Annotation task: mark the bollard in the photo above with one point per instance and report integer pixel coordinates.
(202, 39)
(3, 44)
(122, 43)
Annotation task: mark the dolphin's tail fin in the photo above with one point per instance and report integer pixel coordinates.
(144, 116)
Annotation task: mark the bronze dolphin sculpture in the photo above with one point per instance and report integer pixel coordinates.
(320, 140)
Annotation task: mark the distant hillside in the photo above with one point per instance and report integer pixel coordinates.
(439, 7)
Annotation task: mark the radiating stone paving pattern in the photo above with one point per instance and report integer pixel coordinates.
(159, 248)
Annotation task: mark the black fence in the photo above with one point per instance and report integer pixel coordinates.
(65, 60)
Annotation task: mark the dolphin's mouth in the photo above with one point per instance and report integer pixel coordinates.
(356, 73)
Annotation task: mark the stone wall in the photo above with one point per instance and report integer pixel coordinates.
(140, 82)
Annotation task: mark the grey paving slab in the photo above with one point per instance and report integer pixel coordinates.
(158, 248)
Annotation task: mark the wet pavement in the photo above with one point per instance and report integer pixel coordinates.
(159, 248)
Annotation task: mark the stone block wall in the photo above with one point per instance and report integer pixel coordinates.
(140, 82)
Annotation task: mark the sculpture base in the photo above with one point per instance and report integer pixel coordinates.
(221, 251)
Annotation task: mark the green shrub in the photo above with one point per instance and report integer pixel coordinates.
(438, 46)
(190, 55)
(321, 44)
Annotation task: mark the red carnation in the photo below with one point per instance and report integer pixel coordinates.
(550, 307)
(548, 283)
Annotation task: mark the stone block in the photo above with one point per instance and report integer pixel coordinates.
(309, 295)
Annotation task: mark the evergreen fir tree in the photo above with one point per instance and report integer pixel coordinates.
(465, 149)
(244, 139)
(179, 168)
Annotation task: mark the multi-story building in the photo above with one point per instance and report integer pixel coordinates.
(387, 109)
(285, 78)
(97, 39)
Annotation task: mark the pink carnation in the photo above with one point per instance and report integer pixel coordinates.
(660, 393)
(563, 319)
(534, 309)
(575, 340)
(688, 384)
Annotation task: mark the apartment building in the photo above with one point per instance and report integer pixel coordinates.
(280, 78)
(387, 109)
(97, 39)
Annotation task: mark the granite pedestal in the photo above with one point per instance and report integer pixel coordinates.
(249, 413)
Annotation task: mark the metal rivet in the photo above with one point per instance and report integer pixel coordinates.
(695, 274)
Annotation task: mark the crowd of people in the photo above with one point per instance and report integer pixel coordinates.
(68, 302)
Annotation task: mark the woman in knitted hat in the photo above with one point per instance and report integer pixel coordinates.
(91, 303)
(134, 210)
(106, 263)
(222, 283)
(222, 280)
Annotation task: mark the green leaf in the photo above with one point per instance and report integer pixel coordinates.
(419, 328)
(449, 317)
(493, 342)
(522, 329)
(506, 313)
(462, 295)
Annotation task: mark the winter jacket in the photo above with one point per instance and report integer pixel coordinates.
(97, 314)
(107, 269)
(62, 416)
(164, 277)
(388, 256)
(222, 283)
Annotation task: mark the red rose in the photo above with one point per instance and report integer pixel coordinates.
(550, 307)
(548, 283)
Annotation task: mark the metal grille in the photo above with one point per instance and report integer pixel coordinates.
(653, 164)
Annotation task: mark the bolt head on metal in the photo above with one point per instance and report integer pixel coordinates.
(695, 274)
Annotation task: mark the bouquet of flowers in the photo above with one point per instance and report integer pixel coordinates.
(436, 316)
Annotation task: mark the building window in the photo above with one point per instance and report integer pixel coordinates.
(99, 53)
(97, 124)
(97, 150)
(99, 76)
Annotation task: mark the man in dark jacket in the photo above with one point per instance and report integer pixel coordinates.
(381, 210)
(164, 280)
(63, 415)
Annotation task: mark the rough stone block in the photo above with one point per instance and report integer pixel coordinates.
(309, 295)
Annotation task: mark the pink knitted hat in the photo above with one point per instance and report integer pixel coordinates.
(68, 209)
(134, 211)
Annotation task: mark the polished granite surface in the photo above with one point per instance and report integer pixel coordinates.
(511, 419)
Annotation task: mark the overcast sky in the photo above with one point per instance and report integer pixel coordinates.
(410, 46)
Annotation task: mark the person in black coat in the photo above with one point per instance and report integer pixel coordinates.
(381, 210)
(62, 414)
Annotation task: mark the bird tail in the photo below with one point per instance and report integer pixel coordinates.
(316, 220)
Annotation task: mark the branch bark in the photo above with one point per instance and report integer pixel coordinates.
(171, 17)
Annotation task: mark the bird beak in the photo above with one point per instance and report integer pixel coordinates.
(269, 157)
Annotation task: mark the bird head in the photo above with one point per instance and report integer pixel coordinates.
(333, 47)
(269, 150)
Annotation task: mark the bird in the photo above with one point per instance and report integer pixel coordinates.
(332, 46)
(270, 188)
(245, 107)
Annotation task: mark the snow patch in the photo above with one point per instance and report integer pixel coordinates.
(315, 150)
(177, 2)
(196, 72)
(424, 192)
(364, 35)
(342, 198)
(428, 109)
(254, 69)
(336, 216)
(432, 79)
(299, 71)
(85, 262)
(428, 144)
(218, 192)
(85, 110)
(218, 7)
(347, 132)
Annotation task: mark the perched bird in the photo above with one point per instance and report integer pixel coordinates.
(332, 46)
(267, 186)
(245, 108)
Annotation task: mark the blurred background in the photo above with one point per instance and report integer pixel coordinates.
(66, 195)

================================

AIM:
Reproduce every line of the material above verbatim.

TASK RESPONSE:
Annotation task: mark the bollard in the photo above with one point per instance and report integer pixel coordinates.
(202, 39)
(3, 44)
(122, 43)
Annotation task: mark the dolphin's tail fin in the photo above with one point per instance and report integer pixel coordinates.
(144, 116)
Annotation task: mark the bronze dolphin sculpture in the photo above with one point per instance and report integer pixel coordinates.
(320, 140)
Annotation task: mark the distant hillside in the photo above with one point per instance and report integer pixel coordinates.
(439, 7)
Annotation task: mark the radiating stone paving pattern in the photo above with one point per instance and report integer pixel coordinates.
(159, 248)
Annotation task: mark the black fence in the photo above with one point per instance and report integer pixel coordinates.
(65, 60)
Annotation task: mark the dolphin's mouth in the photo above with one point per instance and report integer pixel coordinates.
(356, 73)
Annotation task: mark the stone wall in the photo above with one point per instance and report integer pixel coordinates.
(140, 82)
Annotation task: mark the grey paving slab in the photo above with one point per instance and report integer pixel coordinates.
(158, 248)
Annotation task: mark the wet pavement in the photo above with one point per instance and report integer pixel coordinates.
(159, 248)
Annotation task: mark the stone block wall in the photo above with one point per instance and report integer pixel coordinates.
(140, 82)
Annotation task: mark the sculpture base in the photo above with one point per instance and report integer pixel coordinates.
(221, 251)
Annotation task: mark the green shrub in the photo above with one point per instance and report integer pixel coordinates.
(438, 46)
(190, 55)
(321, 44)
Annotation task: mark the red carnation in the photo below with one point per instance and report integer pixel coordinates.
(550, 307)
(548, 283)
Annotation task: mark the stone block in the photo above with one point per instance and report integer pixel coordinates.
(309, 295)
Annotation task: mark the evergreen fir tree in the photo above with one point per instance and report integer pixel coordinates.
(465, 149)
(244, 139)
(179, 168)
Annotation task: mark the multi-story building in the photo above with one point per instance and report integer pixel coordinates.
(387, 109)
(285, 78)
(97, 39)
Annotation task: mark the pink carnation in the photo above with one point per instance and report integer pixel coordinates.
(660, 393)
(563, 319)
(534, 309)
(575, 340)
(688, 384)
Annotation task: mark the apartment building in the photo above with one point per instance and report integer pixel coordinates.
(280, 78)
(387, 109)
(97, 39)
Annotation task: mark the granite pedestal in the photo above with one point per instance and report integer pixel coordinates.
(249, 413)
Annotation task: mark the metal rivet in the photo above with one point per instance and report integer pixel coordinates.
(695, 274)
Annotation task: mark the crowd of people in the photo above with one point per instance and report integer pixel coordinates.
(68, 302)
Annotation task: mark the woman in knitted hat in the photo above with one point per instance and report integer pixel coordinates.
(91, 303)
(134, 210)
(106, 263)
(222, 283)
(222, 280)
Annotation task: mark the green leaf in the photo above with one point per instance and report integer pixel coordinates.
(419, 328)
(449, 317)
(493, 342)
(522, 329)
(506, 313)
(462, 295)
Annotation task: mark the winter jacket in the photo above with one point per instance and report integer pixel coordinates.
(97, 314)
(107, 269)
(62, 416)
(164, 277)
(388, 256)
(222, 283)
Annotation task: mark the red rose in the photo above with one point per instance and report integer pixel coordinates.
(550, 307)
(548, 283)
Annotation task: mark the metal grille in the photo above with one point per instance and report integer pixel coordinates.
(653, 164)
Annotation task: mark the bolt head on metal in the photo above with one point per instance and report integer pixel coordinates.
(695, 274)
Annotation task: mark the bouquet of flowers in the photo above with one point per instance and report integer pixel coordinates.
(436, 316)
Annotation task: mark the building window in the photo above with one point per instance and report integer pixel coordinates.
(99, 53)
(97, 124)
(97, 150)
(99, 76)
Annotation task: mark the man in dark jacket in the photo above with one point per instance and report integer pixel coordinates.
(381, 210)
(164, 280)
(63, 415)
Annotation task: mark the rough stone block in the photo above with one point per instance and report integer pixel coordinates.
(309, 295)
Annotation task: mark the pink knitted hat in the photo above with one point per instance and report integer pixel coordinates.
(68, 209)
(134, 211)
Annotation task: mark the polished granite surface in the photo above with one point per instance and report integer pixel coordinates.
(511, 419)
Annotation task: mark the overcast sky in the photo above with one point per instance and report integer pixel coordinates.
(410, 46)
Annotation task: mark the person in black coat in the photo above with one point per instance and report integer pixel coordinates.
(381, 210)
(62, 414)
Annotation task: mark the bird tail in the photo below with one point per instance and report integer pixel coordinates.
(316, 220)
Annotation task: mark the branch bark in the photo above with one point per instance and report integer pixel coordinates.
(171, 17)
Annotation task: mark the bird beak in the photo above with one point per instance and report integer pixel coordinates.
(269, 157)
Annotation task: mark the bird head in the photo above with one point per instance and report integer pixel coordinates.
(333, 47)
(269, 150)
Annotation task: mark the bird in the photo above with one point per instance and report integer pixel coordinates.
(332, 46)
(270, 188)
(245, 107)
Annotation task: mark the snow patch in the photo above with one point per instance and report integer pixel coordinates.
(315, 150)
(177, 2)
(196, 72)
(424, 192)
(364, 35)
(342, 198)
(428, 109)
(254, 69)
(336, 216)
(432, 79)
(299, 71)
(85, 262)
(428, 144)
(218, 192)
(85, 110)
(218, 7)
(347, 132)
Annotation task: mark the perched bird in the photo above with one point per instance and report integer pixel coordinates.
(332, 46)
(267, 186)
(245, 108)
Annotation task: mark the blurred background in the photo above with one point per instance and report integer pixel coordinates.
(66, 195)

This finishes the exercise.